Goals:
A. Translate this sentence from the SageMaker Catalog article into Spanish: "The exported metadata becomes part of a queryable data lake that supports time-travel queries and historical analysis."
B. In the SageMaker Catalog article, what short title opens each numbered step under "How metadata export works"? List them in order.

AWS Big Data Blog

Analyzing your data catalog: Query SageMaker Catalog metadata with SQL

As your data and machine learning (ML) assets grow, tracking which assets lack documentation or monitoring asset registration trends becomes challenging without custom reporting infrastructure. You need visibility into your catalog’s health, without the overhead of managing ETL jobs. The metadata feature of Amazon SageMaker provides this capability to users. Converting catalog asset metadata into Apache Iceberg tables stored in Amazon S3 Tables removes the need to build and maintain custom ETL pipelines. Your team can then query asset metadata directly using standard SQL tools. You can now answer governance questions like asset registration trends, classification status, and metadata completeness using standard SQL queries through tools like Amazon Athena, Amazon SageMaker Unified Studio notebooks, and BIsystems.

This automated approach reduces ETL development time and gives your team visibility into catalog health, compliance gaps, and asset lifecycle patterns. The exported tables include technical metadata, business metadata, project ownership details, and timestamps, partitioned by snapshot date to enable time travel queries and historical analysis. Teams can use this capability to proactively monitor catalog health, identify gaps in documentation, track asset lifecycle patterns, and make sure that governance policies are consistently applied.

How metadata export works

After you enable the metadata export feature, it runs automatically on a daily schedule:

  1. SageMaker Catalog creates the infrastructure — An Amazon Simple Storage Service (Amazon S3) table bucket named aws-sagemaker-catalog is created with an asset_metadata namespace and an empty asset table.
  2. Daily snapshots are captured — A scheduled job runs once per day around midnight (local time per AWS Region) to export updated asset metadata.
  3. Metadata is structured and partitioned — The export captures technical metadata (resource_id, resource_type), business metadata (asset_name, business_description), project ownership details, and timestamps, partitioned by snapshot_date for query performance.
  4. Data becomes queryable — Within 24 hours, the asset table appears in Amazon SageMaker Unified Studio under the aws-sagemaker-catalog bucket and becomes accessible through Amazon Athena, Studio notebooks, or external BI tools.
  5. Teams query using standard SQL — Data teams can now answer questions like “How many assets were registered last month?” or “Which assets lack business descriptions?” without building custom ETL pipelines.

The export evaluates catalog assets and their metadata properties in the domain, converting them into Apache Iceberg table format. The data flows into downstream analytics operations immediately, with no separate ETL or batch processes to maintain. The exported metadata becomes part of a queryable data lake that supports time-travel queries and historical analysis.

In this post, we demonstrate how to use the metadata export capability in Amazon SageMaker Catalog and perform analytics on these tables. We explore the following specific use-cases.

  • Audit historical changes to investigate what an asset looked like at a specific point in time.

Record list:
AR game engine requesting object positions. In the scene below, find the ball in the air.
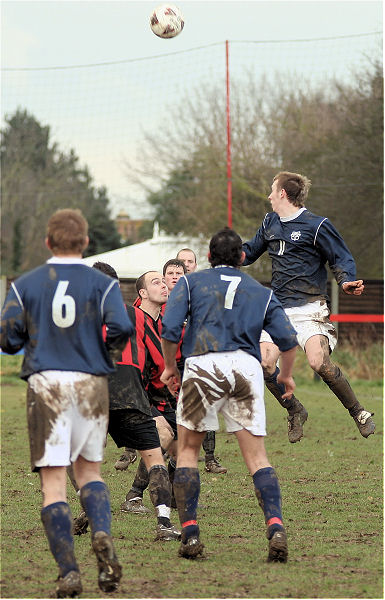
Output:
[150,4,184,38]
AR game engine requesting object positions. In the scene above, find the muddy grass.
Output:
[1,382,383,598]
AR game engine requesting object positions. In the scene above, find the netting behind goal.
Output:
[2,33,382,216]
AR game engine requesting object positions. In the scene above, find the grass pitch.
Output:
[1,358,383,598]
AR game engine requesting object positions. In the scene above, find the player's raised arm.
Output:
[0,284,28,354]
[341,279,365,296]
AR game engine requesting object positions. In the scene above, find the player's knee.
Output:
[155,417,174,450]
[308,352,332,377]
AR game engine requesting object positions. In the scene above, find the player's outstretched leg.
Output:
[41,502,82,598]
[317,361,376,438]
[148,465,180,542]
[253,467,288,562]
[80,481,122,593]
[202,431,227,475]
[114,448,137,471]
[67,463,88,535]
[120,458,151,514]
[263,367,308,444]
[174,467,204,559]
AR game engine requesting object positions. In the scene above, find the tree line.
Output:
[0,62,383,278]
[0,109,121,277]
[126,62,383,278]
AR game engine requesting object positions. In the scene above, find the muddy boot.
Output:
[73,511,88,535]
[263,367,308,444]
[120,491,152,515]
[205,455,227,475]
[114,448,137,471]
[155,523,181,542]
[287,406,308,444]
[56,571,83,598]
[318,363,376,438]
[267,529,288,562]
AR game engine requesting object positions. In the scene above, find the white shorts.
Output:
[27,371,109,471]
[176,350,266,435]
[259,300,337,352]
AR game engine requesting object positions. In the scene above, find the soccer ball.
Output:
[150,4,184,38]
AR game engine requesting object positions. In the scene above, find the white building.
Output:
[84,223,209,279]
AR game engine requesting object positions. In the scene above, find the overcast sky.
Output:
[1,0,383,216]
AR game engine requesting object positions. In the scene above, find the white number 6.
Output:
[221,275,242,310]
[52,281,76,327]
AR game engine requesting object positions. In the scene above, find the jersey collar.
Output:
[47,256,85,265]
[279,206,306,223]
[214,265,237,269]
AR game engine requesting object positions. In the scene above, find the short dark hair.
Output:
[92,261,119,281]
[176,248,197,262]
[47,208,88,254]
[163,258,187,275]
[209,227,242,267]
[273,171,311,208]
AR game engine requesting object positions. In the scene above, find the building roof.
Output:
[84,223,209,279]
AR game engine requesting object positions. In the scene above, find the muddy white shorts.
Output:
[27,371,109,471]
[177,350,266,435]
[259,300,337,352]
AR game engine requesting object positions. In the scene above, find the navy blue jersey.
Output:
[0,257,133,379]
[162,266,297,361]
[243,209,356,308]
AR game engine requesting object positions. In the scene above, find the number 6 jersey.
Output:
[0,257,133,379]
[162,265,297,361]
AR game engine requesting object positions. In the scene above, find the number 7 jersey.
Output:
[0,257,133,379]
[162,265,297,361]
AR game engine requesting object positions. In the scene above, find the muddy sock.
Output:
[174,467,200,543]
[148,465,171,527]
[40,502,79,577]
[202,431,215,460]
[253,467,283,539]
[263,367,302,415]
[126,458,149,500]
[80,481,111,535]
[318,363,364,417]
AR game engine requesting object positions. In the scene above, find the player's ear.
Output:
[82,235,90,252]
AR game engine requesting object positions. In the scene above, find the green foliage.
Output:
[1,382,383,598]
[1,109,120,276]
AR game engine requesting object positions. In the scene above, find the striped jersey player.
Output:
[0,209,133,598]
[161,228,297,562]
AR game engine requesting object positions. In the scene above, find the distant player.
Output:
[243,171,375,442]
[176,248,227,475]
[162,228,297,562]
[0,209,133,598]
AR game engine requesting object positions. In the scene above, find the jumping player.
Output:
[93,262,180,541]
[0,209,133,598]
[161,228,297,562]
[243,171,375,442]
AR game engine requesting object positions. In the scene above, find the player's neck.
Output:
[275,202,302,217]
[139,299,161,321]
[51,252,83,258]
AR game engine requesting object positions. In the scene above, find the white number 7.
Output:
[221,275,242,310]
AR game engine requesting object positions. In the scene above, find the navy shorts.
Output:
[151,404,178,440]
[108,408,160,450]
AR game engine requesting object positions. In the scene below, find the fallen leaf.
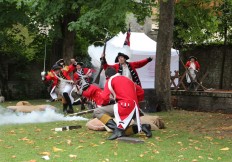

Responses by task:
A. Los metadatos exportados pasan a formar parte de un lago de datos consultable que admite consultas de viaje en el tiempo y análisis históricos.

B.
1. SageMaker Catalog creates the infrastructure
2. Daily snapshots are captured
3. Metadata is structured and partitioned
4. Data becomes queryable
5. Teams query using standard SQL